[Stored items from a collection]
━━━━━━━━
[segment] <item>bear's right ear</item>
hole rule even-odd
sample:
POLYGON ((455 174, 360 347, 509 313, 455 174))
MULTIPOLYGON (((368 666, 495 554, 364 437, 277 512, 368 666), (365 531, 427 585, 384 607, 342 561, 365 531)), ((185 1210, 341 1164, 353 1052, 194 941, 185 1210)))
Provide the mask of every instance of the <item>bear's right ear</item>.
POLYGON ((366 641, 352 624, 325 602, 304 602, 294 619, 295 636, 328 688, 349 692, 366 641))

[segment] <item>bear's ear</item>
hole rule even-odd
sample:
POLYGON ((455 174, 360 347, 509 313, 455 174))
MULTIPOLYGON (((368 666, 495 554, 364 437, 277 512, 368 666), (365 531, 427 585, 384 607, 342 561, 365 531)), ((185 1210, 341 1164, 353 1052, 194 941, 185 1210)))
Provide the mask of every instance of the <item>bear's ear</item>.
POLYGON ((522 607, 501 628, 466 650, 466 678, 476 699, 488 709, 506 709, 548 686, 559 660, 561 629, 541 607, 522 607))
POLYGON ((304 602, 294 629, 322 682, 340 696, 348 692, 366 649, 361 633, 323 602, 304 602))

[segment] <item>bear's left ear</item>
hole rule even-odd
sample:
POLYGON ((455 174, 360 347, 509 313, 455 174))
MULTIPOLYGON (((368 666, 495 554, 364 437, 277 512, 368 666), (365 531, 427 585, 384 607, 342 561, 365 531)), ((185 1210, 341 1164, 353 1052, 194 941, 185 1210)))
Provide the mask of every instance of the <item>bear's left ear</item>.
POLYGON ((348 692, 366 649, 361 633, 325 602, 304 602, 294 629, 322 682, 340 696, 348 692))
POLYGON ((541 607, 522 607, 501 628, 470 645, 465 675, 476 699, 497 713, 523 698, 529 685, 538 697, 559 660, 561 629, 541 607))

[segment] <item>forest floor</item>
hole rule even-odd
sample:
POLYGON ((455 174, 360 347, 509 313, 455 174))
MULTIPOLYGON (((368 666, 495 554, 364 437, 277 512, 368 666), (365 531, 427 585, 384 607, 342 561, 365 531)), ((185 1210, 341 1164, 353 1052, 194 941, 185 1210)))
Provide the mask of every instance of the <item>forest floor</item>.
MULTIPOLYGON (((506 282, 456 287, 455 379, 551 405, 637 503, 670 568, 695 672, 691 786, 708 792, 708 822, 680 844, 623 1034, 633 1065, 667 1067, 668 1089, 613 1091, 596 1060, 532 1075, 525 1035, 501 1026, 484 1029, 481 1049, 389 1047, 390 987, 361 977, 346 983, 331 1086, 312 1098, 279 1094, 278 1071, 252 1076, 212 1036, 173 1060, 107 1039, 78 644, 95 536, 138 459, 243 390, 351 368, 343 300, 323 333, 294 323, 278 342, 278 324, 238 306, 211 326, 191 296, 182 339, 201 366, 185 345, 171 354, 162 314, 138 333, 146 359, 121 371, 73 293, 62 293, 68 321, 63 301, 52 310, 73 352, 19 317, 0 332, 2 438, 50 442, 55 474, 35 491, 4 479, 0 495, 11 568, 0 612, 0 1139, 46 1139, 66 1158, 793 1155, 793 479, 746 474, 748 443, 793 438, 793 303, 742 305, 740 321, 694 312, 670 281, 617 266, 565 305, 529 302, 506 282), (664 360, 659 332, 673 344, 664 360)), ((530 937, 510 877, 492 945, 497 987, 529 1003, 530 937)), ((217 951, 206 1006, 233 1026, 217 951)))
━━━━━━━━
● **DIRECTIVE**:
Please substitute "Return" for "Provide" throughout the records above and change nothing else.

● **FULL RESPONSE**:
[segment] <item>bear's right ear</item>
hole rule even-odd
sample:
POLYGON ((455 174, 360 347, 509 313, 455 174))
MULTIPOLYGON (((368 666, 495 554, 364 437, 277 512, 368 666), (365 531, 427 585, 384 607, 342 561, 365 531)), ((185 1210, 341 1164, 353 1052, 194 941, 185 1210)))
Return the mask of every instance of the <item>bear's right ear</item>.
POLYGON ((366 641, 352 624, 325 602, 304 602, 294 619, 295 636, 328 688, 349 692, 366 641))

[segment] <item>bear's ear</item>
hole rule even-odd
sample:
POLYGON ((455 174, 360 347, 509 313, 455 174))
MULTIPOLYGON (((368 666, 495 554, 364 437, 277 512, 368 666), (365 531, 427 585, 384 607, 342 561, 365 531)), ((185 1210, 341 1164, 353 1052, 194 941, 185 1210)))
Return the mask of every instance of the <item>bear's ear</item>.
POLYGON ((522 607, 501 628, 466 650, 466 678, 476 699, 488 709, 506 709, 548 686, 559 660, 561 629, 541 607, 522 607))
POLYGON ((304 602, 294 629, 322 682, 340 696, 348 692, 366 649, 361 633, 323 602, 304 602))

[segment] <item>bear's left ear</item>
hole rule even-odd
sample:
POLYGON ((455 174, 360 347, 509 313, 455 174))
MULTIPOLYGON (((368 666, 495 554, 364 437, 277 512, 368 666), (365 531, 427 585, 384 607, 342 561, 365 531)), ((185 1210, 341 1164, 353 1052, 194 941, 185 1210)))
Return the mask of every instance of the <item>bear's left ear</item>.
POLYGON ((348 692, 366 649, 361 633, 325 602, 304 602, 294 629, 322 682, 340 696, 348 692))
POLYGON ((541 607, 522 607, 501 628, 470 645, 465 675, 476 699, 497 713, 523 698, 529 685, 538 697, 559 660, 561 629, 541 607))

[segment] <item>forest floor</item>
hole rule even-odd
sample:
POLYGON ((455 174, 360 347, 509 313, 455 174))
MULTIPOLYGON (((368 666, 495 554, 364 437, 277 512, 368 666), (365 531, 427 585, 384 607, 342 561, 365 531)), ((185 1210, 341 1164, 353 1052, 194 941, 185 1210)))
Return the mask of every instance of the <item>forest floor</item>.
MULTIPOLYGON (((506 282, 456 287, 455 379, 551 405, 637 503, 670 568, 695 672, 691 786, 708 792, 708 822, 680 844, 623 1034, 633 1065, 667 1067, 668 1089, 613 1091, 596 1060, 532 1075, 525 1035, 501 1026, 484 1029, 481 1049, 389 1047, 390 987, 361 977, 346 983, 331 1086, 312 1098, 279 1094, 278 1071, 252 1076, 212 1036, 173 1060, 107 1039, 78 644, 95 536, 138 459, 243 390, 351 368, 343 300, 323 333, 294 323, 278 342, 278 324, 238 306, 211 326, 191 296, 182 339, 201 366, 185 345, 171 354, 162 314, 138 333, 146 359, 121 371, 73 293, 62 293, 68 321, 63 301, 52 310, 73 352, 19 317, 0 332, 2 438, 50 442, 55 474, 35 491, 4 479, 0 495, 11 568, 0 612, 0 1139, 46 1139, 66 1158, 793 1155, 793 479, 746 474, 748 443, 793 438, 793 303, 742 305, 740 321, 694 312, 670 281, 617 266, 565 305, 529 302, 506 282), (664 360, 659 332, 673 344, 664 360)), ((530 937, 510 877, 492 945, 497 987, 529 1003, 530 937)), ((217 951, 206 1006, 233 1026, 217 951)))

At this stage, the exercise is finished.